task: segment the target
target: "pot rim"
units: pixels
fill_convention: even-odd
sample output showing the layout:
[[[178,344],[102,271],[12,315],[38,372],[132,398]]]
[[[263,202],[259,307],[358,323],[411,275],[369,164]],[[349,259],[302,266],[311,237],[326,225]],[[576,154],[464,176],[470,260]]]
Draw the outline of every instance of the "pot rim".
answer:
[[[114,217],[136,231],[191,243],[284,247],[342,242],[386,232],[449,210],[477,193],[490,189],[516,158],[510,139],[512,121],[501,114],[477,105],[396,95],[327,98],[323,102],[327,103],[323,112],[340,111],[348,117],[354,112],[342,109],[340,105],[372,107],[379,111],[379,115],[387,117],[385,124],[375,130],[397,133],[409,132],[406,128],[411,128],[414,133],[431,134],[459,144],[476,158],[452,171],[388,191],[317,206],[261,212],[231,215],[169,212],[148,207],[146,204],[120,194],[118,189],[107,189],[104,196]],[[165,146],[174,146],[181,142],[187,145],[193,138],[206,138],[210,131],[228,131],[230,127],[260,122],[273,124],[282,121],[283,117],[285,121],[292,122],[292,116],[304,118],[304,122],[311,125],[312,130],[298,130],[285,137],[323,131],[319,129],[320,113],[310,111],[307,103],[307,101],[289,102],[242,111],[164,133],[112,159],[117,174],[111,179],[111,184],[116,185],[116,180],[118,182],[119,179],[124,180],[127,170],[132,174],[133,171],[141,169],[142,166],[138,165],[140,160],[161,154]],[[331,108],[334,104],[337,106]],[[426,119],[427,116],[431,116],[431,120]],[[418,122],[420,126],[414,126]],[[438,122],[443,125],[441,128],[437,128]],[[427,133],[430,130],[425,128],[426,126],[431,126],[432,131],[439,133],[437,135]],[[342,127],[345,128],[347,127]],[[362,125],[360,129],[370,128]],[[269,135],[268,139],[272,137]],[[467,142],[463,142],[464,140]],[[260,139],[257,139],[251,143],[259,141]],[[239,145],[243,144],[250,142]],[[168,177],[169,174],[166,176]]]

__Work to be completed__
Copy out all of the material above exactly as it appears, line for line.

__Task result__
task: segment the target
target: "pot rim"
units: pixels
fill_convention: even-odd
sample output showing the layout:
[[[178,344],[102,271],[12,315],[38,372],[132,398]]]
[[[263,202],[259,307],[358,323],[411,275],[369,164]],[[349,259],[302,266],[311,237],[326,225]],[[576,154],[464,176],[470,260]]]
Draw the outline of every instance of the "pot rim".
answer:
[[[114,217],[136,231],[191,243],[284,247],[342,242],[386,232],[449,210],[477,193],[490,189],[516,158],[510,139],[512,121],[501,114],[477,105],[396,95],[327,98],[323,102],[327,103],[323,112],[340,111],[348,117],[354,112],[342,109],[340,105],[372,107],[379,111],[379,115],[387,117],[385,124],[375,130],[397,133],[409,132],[406,128],[411,128],[414,133],[431,134],[459,144],[476,158],[452,171],[388,191],[317,206],[261,212],[231,215],[169,212],[148,207],[146,204],[120,194],[118,189],[107,189],[104,196]],[[165,146],[174,146],[181,142],[187,145],[193,138],[206,138],[210,131],[228,131],[230,127],[260,122],[273,124],[282,121],[283,117],[285,121],[292,122],[292,116],[304,118],[304,122],[311,125],[312,130],[298,130],[285,137],[323,131],[319,129],[320,113],[310,111],[307,103],[307,101],[289,102],[242,111],[164,133],[112,159],[117,174],[111,179],[111,184],[116,185],[116,180],[118,182],[119,179],[124,180],[127,170],[132,174],[133,171],[141,169],[142,166],[138,165],[140,160],[161,154]],[[331,108],[334,104],[337,106]],[[426,119],[427,116],[431,116],[431,120]],[[418,122],[420,126],[414,126]],[[438,122],[443,125],[441,128],[437,128]],[[427,133],[430,130],[425,128],[426,126],[431,126],[432,131],[439,133],[437,135]],[[342,127],[345,128],[347,127]],[[362,125],[360,129],[370,128]],[[269,135],[268,139],[272,137]],[[467,142],[463,142],[464,140]],[[260,139],[257,139],[251,143],[259,141]],[[239,145],[243,144],[250,142]],[[168,177],[169,174],[166,176]]]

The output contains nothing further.